> REQUIREMENT A: Lay out the records from the line containing "Get the bounding box for fallen" down to the line containing "[91, 46, 480, 144]", both included, as a JSON list of strings with one string per line and any blank lines left out.

=== TEXT SHOWN ===

On Air with Altair: 3Q 2018 Market Review Video

Want to hear Altair’s analysis of the markets, but do not have the time to read all of Altair Insight? Watch our video summary of the report and you will be caught up on our market review in 3 minutes.


Video Summary

It’s been a very volatile autumn in the markets. What are our takeaways on all the ups and, mostly, downs?

It certainly has been volatile. Unfortunately, volatility is a normal part of investing. The S&P 500 experiences a 10 percent pullback, similar to what we experienced in October, roughly once a year. But what separates a normal volatile market from a much more serious, bear market is a recession. Lasting downturns tend to coincide with recessions, and despite the 10 percent pullback in October, we still believe the probability of a near-term recession is low.

What informs our view that this economic cycle will continue and that a recession in the near term is unlikely?

We pay close attention to many macroeconomic data points, including leading economic indicators, which help us look to the future. They currently show that most sectors, aside from the soft housing market, remain strong. The Conference Board’s Leading Economic Index recently saw its biggest monthly increase in seven months. The evidence we monitor suggests the U.S. business cycle remains on a growth path heading into 2019.

So far the U.S. economy has not been significantly hurt by the trade war with China. When will it meaningfully impact the global economy and markets?

===

> REQUIREMENT B: According to the market review, how often does the S&P 500 go through a 10 percent pullback?

=== INPUT RECORDS ===

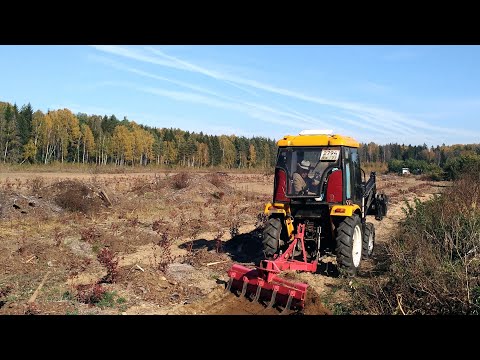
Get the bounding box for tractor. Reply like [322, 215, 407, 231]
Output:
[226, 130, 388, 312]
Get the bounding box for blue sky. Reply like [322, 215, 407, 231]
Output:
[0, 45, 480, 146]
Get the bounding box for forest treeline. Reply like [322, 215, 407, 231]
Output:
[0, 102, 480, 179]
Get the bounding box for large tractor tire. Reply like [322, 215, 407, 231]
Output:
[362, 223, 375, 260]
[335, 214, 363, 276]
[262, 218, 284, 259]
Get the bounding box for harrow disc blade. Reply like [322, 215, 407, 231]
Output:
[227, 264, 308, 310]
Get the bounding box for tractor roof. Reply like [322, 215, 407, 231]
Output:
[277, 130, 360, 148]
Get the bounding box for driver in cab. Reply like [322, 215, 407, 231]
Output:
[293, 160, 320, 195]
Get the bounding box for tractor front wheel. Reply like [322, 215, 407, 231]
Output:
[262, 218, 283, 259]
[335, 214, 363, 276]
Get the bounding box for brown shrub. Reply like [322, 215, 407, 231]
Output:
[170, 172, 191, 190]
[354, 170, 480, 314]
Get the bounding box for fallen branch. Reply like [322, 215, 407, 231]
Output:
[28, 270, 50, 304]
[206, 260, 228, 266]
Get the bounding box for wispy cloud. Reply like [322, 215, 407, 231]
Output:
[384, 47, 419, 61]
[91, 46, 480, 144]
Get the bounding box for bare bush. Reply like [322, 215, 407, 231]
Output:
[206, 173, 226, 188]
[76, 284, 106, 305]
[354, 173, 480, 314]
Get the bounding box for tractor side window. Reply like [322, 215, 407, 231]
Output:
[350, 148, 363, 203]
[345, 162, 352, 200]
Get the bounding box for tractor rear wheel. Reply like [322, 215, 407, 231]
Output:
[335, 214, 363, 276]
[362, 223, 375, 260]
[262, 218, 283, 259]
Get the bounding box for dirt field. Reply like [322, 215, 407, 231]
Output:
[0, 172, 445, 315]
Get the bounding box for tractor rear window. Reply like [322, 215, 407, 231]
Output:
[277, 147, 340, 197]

===
=== INPUT RECORDS ===

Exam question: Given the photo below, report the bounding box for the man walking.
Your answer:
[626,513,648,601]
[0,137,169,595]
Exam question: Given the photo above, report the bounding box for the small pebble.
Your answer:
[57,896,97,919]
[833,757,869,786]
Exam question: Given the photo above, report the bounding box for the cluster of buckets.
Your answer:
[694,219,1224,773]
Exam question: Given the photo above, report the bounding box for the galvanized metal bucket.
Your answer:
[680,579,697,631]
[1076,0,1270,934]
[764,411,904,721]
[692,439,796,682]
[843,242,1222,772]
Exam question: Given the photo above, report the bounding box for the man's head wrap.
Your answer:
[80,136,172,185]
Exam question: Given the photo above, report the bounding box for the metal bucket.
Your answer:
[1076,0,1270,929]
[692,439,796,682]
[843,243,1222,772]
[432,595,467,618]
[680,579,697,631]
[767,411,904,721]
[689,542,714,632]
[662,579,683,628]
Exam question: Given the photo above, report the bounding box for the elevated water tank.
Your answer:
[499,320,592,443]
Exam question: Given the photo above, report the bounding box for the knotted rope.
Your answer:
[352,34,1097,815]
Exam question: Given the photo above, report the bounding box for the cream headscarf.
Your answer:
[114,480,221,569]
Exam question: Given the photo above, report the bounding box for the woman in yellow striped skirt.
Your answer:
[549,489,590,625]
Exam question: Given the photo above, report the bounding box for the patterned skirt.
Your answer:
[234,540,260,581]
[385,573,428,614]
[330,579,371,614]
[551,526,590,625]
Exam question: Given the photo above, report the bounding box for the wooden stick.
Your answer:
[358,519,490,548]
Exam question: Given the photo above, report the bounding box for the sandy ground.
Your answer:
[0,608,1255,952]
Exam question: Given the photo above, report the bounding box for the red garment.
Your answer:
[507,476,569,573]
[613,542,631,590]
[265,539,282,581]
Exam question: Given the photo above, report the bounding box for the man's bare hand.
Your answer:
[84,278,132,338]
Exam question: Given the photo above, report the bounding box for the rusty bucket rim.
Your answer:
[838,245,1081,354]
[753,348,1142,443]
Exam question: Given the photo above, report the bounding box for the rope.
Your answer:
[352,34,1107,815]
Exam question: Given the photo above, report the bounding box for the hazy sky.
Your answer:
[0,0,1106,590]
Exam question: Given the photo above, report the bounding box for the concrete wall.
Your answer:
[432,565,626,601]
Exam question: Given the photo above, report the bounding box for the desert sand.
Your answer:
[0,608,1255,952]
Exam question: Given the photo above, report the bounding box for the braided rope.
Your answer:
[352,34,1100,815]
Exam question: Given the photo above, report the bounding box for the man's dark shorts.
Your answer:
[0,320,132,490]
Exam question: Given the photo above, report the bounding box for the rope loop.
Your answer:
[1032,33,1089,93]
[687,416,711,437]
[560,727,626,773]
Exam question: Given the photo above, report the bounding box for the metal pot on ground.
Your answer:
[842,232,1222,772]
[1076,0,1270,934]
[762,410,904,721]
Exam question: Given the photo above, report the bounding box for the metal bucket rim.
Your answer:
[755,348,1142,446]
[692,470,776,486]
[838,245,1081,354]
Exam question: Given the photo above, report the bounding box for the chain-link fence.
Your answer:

===

> FINAL RESULT A:
[
  "Get the bounding box for fallen branch. Reply like [322, 215, 407, 231]",
  "Output:",
  "[28, 270, 50, 304]",
  "[206, 260, 228, 266]",
  "Get the bounding box for wispy cloud. Reply like [322, 215, 407, 231]",
  "Output:",
  "[384, 47, 419, 61]",
  "[91, 46, 480, 144]"
]

> FINAL RESULT B: Roughly once a year.